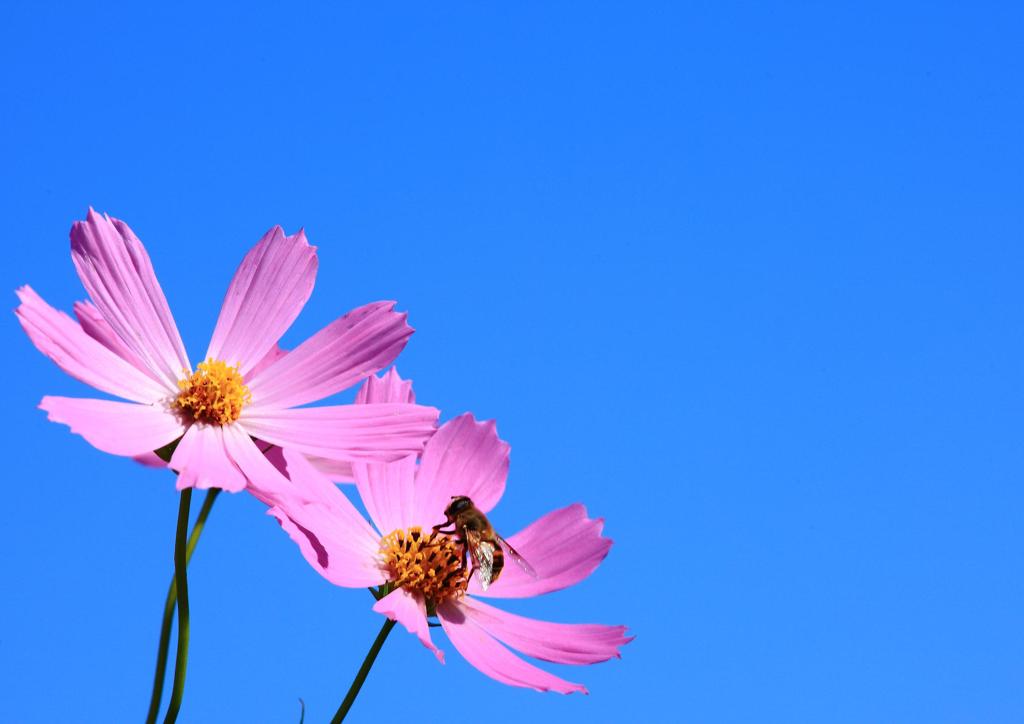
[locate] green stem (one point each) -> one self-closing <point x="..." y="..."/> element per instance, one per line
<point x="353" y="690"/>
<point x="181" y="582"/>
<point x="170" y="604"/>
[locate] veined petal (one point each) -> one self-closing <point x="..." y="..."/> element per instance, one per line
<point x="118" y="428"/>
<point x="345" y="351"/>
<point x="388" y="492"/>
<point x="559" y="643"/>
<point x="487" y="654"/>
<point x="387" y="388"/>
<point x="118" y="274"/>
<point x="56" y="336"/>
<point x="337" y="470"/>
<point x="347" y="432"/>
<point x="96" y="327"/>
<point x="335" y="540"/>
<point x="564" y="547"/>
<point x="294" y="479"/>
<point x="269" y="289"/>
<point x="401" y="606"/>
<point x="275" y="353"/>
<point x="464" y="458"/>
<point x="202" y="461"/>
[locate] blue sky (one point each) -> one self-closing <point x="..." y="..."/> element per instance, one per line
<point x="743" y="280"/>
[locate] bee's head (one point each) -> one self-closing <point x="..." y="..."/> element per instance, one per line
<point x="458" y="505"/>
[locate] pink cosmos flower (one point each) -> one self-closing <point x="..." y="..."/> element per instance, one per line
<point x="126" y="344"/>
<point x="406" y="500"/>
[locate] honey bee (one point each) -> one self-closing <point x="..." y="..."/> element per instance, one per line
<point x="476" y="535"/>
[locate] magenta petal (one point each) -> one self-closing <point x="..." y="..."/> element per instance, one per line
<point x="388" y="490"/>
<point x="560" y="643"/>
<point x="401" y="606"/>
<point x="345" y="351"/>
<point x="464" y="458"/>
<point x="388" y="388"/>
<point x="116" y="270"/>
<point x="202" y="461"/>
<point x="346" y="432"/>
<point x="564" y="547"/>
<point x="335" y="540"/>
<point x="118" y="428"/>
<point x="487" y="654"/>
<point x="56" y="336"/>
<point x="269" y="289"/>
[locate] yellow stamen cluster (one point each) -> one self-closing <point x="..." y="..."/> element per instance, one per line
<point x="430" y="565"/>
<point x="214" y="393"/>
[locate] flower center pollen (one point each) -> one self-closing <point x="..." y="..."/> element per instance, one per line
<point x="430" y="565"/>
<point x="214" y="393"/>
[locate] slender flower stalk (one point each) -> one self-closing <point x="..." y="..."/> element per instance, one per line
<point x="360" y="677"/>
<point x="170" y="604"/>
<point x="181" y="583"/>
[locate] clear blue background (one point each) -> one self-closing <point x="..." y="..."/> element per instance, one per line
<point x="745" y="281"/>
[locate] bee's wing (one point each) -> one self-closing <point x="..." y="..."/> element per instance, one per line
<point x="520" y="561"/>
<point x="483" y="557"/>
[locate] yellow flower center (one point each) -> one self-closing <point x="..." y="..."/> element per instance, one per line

::::::::

**What the task asks**: Only the lines from the one containing "[locate] magenta petal" through the end of the material should be reproduced, exactly, with both ends included.

**Response to this exercise**:
[locate] magenta petal (one point each) -> one self-closing <point x="..." y="..."/> element per instance, one per line
<point x="388" y="490"/>
<point x="560" y="643"/>
<point x="401" y="606"/>
<point x="345" y="351"/>
<point x="464" y="458"/>
<point x="388" y="388"/>
<point x="116" y="270"/>
<point x="202" y="461"/>
<point x="346" y="432"/>
<point x="564" y="547"/>
<point x="335" y="540"/>
<point x="118" y="428"/>
<point x="487" y="654"/>
<point x="56" y="336"/>
<point x="269" y="289"/>
[locate] yellow stamen cluster (one point each) -> one self-closing <point x="..." y="..."/> element per instance, one per line
<point x="430" y="565"/>
<point x="214" y="393"/>
[locate] flower center pollen (one point each) -> one self-closing <point x="..." y="..."/> element per instance, one per line
<point x="430" y="565"/>
<point x="214" y="393"/>
[locate] slender flower stalk (one point each) -> one self-closing <point x="..." y="..."/> element per instance, one per line
<point x="360" y="677"/>
<point x="170" y="604"/>
<point x="181" y="583"/>
[locate] clear blue background (one point each) -> one self-closing <point x="..." y="..."/> element per instance, one per line
<point x="745" y="281"/>
[locate] bee's wing (one point each) -> one self-closing <point x="..." y="..."/> element per instance, one per line
<point x="520" y="561"/>
<point x="483" y="557"/>
[locate] yellow flower center (one point each) -> one self-closing <point x="..." y="..."/> element per instance, one per line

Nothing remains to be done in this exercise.